# Given problem
Write out every line of the items below as a JSON list of strings, one string per line, leaving out blank lines.

# Information shown
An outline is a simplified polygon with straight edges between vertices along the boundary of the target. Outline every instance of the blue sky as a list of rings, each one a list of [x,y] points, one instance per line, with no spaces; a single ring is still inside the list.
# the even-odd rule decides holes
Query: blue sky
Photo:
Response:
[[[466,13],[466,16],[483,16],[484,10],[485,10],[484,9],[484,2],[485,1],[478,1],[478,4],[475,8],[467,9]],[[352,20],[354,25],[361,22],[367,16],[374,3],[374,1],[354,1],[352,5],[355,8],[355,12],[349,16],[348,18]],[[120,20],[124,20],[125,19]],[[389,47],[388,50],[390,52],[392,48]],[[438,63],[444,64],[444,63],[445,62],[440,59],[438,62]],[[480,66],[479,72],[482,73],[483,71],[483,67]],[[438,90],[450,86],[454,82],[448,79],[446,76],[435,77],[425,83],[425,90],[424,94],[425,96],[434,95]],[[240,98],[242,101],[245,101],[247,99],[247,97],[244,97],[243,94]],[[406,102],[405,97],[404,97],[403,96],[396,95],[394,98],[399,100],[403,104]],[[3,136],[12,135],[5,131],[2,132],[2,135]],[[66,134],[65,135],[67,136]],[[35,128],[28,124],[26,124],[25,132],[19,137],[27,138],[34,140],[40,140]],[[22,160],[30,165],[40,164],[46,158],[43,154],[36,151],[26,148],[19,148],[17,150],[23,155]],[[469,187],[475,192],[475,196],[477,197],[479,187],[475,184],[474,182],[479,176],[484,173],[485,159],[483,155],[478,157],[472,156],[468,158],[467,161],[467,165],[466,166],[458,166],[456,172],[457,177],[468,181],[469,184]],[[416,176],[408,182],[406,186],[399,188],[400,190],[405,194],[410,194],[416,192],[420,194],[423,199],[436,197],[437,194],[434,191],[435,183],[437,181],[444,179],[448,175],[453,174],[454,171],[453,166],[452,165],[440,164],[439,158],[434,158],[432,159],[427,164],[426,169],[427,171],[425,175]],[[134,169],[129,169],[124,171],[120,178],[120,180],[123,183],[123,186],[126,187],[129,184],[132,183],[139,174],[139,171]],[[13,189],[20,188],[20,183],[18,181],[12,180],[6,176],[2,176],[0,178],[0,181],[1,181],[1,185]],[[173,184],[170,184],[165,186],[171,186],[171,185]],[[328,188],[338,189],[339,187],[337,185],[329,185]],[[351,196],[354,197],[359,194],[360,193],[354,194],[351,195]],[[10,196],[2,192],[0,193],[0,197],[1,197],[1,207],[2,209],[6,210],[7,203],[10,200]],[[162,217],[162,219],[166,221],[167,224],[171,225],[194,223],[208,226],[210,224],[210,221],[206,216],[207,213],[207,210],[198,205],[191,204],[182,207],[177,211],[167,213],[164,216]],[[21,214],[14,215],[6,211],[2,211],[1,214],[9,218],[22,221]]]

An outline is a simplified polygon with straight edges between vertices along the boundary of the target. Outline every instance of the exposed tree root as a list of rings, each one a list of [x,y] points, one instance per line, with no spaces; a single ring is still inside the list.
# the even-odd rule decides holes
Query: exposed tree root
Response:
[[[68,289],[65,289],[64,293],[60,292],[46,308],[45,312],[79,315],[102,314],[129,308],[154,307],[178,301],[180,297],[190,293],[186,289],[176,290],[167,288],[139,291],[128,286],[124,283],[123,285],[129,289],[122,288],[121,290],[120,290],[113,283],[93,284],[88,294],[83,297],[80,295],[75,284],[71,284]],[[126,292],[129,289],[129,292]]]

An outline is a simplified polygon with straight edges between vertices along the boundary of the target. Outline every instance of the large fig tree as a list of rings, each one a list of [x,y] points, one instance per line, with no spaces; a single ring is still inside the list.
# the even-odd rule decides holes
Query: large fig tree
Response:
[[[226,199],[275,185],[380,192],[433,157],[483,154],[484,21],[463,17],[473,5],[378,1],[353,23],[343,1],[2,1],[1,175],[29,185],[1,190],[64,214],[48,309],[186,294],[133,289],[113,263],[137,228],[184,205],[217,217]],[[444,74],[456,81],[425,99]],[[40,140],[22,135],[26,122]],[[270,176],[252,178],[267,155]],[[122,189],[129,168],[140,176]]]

# Exercise solution
[
  "An outline is a simplified polygon with straight edges between vertices along the boundary of the target. Outline every instance of the blue sky as a list of rings, each one a list of [x,y] points, one instance per line, with no spaces; a single ring is still inside the list.",
  "# the even-odd rule decides holes",
  "Query: blue sky",
  "Photo:",
  "Response:",
  "[[[466,13],[466,16],[483,16],[484,10],[485,10],[484,9],[484,2],[485,1],[478,1],[478,4],[475,8],[467,9]],[[352,20],[354,25],[361,22],[367,16],[374,3],[374,1],[354,1],[352,5],[355,8],[355,12],[349,16],[348,18]],[[120,20],[124,20],[125,19]],[[389,47],[388,50],[390,52],[392,48]],[[438,63],[444,64],[444,63],[445,62],[440,59],[438,62]],[[480,66],[479,72],[482,73],[483,71],[483,67]],[[438,90],[450,86],[454,82],[448,79],[446,76],[435,77],[425,83],[425,90],[424,94],[425,96],[434,95]],[[240,98],[242,101],[245,101],[247,99],[247,97],[244,97],[243,94]],[[406,102],[405,97],[404,97],[403,96],[396,95],[394,98],[399,100],[403,104]],[[3,136],[12,135],[5,131],[2,132],[2,135]],[[66,134],[65,135],[67,136]],[[35,128],[28,124],[26,124],[25,132],[19,137],[27,138],[34,140],[40,140]],[[22,160],[30,165],[40,164],[46,158],[43,154],[36,151],[26,148],[19,148],[17,150],[23,155]],[[469,187],[475,192],[475,196],[477,197],[479,187],[475,184],[474,182],[479,176],[484,173],[485,159],[483,155],[478,157],[472,156],[468,158],[467,161],[467,165],[466,166],[458,166],[456,172],[457,177],[468,181],[469,184]],[[416,176],[408,182],[406,186],[399,188],[400,190],[405,194],[410,194],[416,192],[420,194],[423,199],[436,197],[437,194],[434,191],[435,183],[437,181],[444,179],[448,175],[453,174],[454,171],[453,166],[452,165],[440,164],[439,158],[434,158],[432,159],[427,164],[426,169],[427,171],[425,175]],[[134,169],[129,169],[124,171],[120,178],[120,180],[123,183],[123,186],[126,187],[129,184],[132,183],[139,174],[139,171]],[[13,189],[20,188],[20,183],[18,181],[12,180],[6,176],[2,176],[0,178],[0,181],[1,181],[1,185]],[[173,184],[170,184],[165,186],[171,186],[171,185]],[[328,188],[338,189],[339,187],[337,185],[329,185]],[[351,196],[354,197],[359,194],[360,193],[354,194],[351,195]],[[10,196],[2,192],[0,193],[0,197],[1,197],[1,207],[2,209],[6,210],[7,203],[10,200]],[[162,217],[162,219],[166,221],[167,224],[171,225],[194,223],[208,226],[210,224],[210,221],[206,216],[207,213],[207,210],[198,205],[191,204],[182,207],[177,211],[167,213],[164,216]],[[21,214],[14,215],[6,211],[2,211],[1,214],[9,218],[22,221]]]",
  "An outline is a simplified polygon with straight edges between vertices along the boundary of the target. Outline every instance of the exposed tree root as a list of rings, each one a list of [x,y] points, one instance per line, with no spaces; a single ring is still inside the list.",
  "# the even-odd rule decides holes",
  "Query: exposed tree root",
  "Response:",
  "[[[68,289],[65,289],[64,293],[60,292],[46,308],[45,312],[79,315],[102,314],[129,308],[154,307],[178,301],[180,297],[190,293],[186,289],[176,290],[167,288],[139,291],[128,286],[124,283],[123,285],[129,289],[122,288],[121,290],[120,290],[113,283],[93,284],[88,294],[83,297],[80,295],[75,284],[71,284]],[[126,292],[129,289],[129,292]]]",
  "An outline is a simplified polygon with straight edges between vertices along the boundary of the target. Outline every instance of the large fig tree as a list of rings, each one a list of [x,y] points, one instance per line, with no spaces; a single ring is still inside the list.",
  "# the even-odd rule decides holes",
  "Query: large fig tree",
  "Response:",
  "[[[226,199],[275,185],[380,192],[433,157],[483,154],[484,21],[463,17],[473,5],[378,1],[353,23],[343,1],[2,1],[1,175],[29,185],[1,190],[64,214],[48,309],[186,294],[133,289],[113,263],[137,228],[184,205],[217,217]],[[444,74],[456,81],[425,99]],[[40,140],[22,135],[26,122]],[[270,176],[252,178],[267,155]],[[122,189],[129,168],[140,176]]]"
]